_Written exercise 1:_ According to the Congo passage, who developed Aerochrome infrared film, and in what decade?
_Written exercise 2:_ Duplicate part of the Congo passage word for word, beginning with the words "This Aerochrome infrared" and stopping after "in new ways.".

_Passage:_

******************************

Bereft of a clear narrative, journalists and photographers often confine themselves to stories of suffering, anchored in bleak statistics: 400,000 rapes in one year; 5.4 million deaths between 1998 and 2007.

 

Richard Mosse’s pictures of Congo draw from a different palette of colours, literally. Using recently discontinued Kodak infrared film, his photographs turn the vegetation of the eastern Congo into jarring magenta, while the soldiers’ uniforms go purple. It feels as if we have fallen down a rabbit hole, into a more surreal space. Congo always felt that way to me, as if the regular colour spectrum, the usual yardsticks we have, do not quite hack it.

 

This Aerochrome infrared film was developed by the US military in the 1940s to detect camouflage and to reveal part of the spectrum of light the human eye cannot see. But where this technology was invented to detect enemy positions in the underbrush, Mosse uses it to make us call into question pictures we thought we understood. These are the images we take for granted from Congo: the ruthless militia commander, the rape victim, an unwitting peasant. But in Mosse’s pictures, Congo’s photographic clichés are represented in a counterpoint of electric pink, teal blue and lavender. By representing the conflict with an invisible spectrum of infrared light, he pushes us to see this tragedy in new ways.

 

This sequence of pictures depicts the integration of rebels from the National Congress for the Defence of the People (CNDP) into the Congolese national army in 2010. The CNDP is probably the best example of the failings of the Congolese peace process. In 2002, all major Congolese belligerents signed a peace deal that brought to an end a series of wars that had begun in 1996. They formed a transitional government and army that led to elections in 2006, which were won by the current president, Joseph Kabila.

 

Not all parties were well served by the elections. The Congolese Rally for Democracy armed group that controlled the eastern third of this vast country, including the rolling highlands depicted here, won only a tiny percentage of the vote. These rebels felt the elections jeopardised their political interests as well as the security of the Tutsi community. Throughout the war, this small community suffered vicious persecution, but its members have also been protagonists in some of the worst bouts of violence.

 

Thus a new rebellion, the CNDP, was born, and the eastern Congo was plunged again into deadly fighting. Here is another reading of Mosse’s purple tincture – the CNDP was launched, to a certain extent, out of a sentiment of sour grapes. The leaders of the rebellion wanted to obtain through armed force what they were not able to gain through the ballot box. They justified their insurrection through self-defence, saying their community was in danger.

******************************

_Information shown:_
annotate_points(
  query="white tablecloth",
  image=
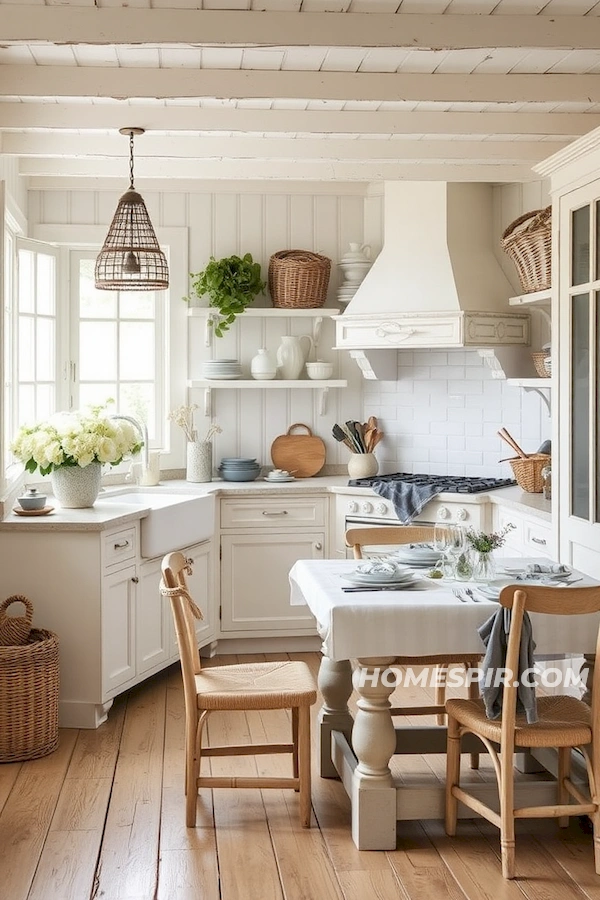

******************************

_Right answer 1:_ The US military developed it in the 1940s.

_Right answer 2:_
This Aerochrome infrared film was developed by the US military in the 1940s to detect camouflage and to reveal part of the spectrum of light the human eye cannot see. But where this technology was invented to detect enemy positions in the underbrush, Mosse uses it to make us call into question pictures we thought we understood. These are the images we take for granted from Congo: the ruthless militia commander, the rape victim, an unwitting peasant. But in Mosse’s pictures, Congo’s photographic clichés are represented in a counterpoint of electric pink, teal blue and lavender. By representing the conflict with an invisible spectrum of infrared light, he pushes us to see this tragedy in new ways.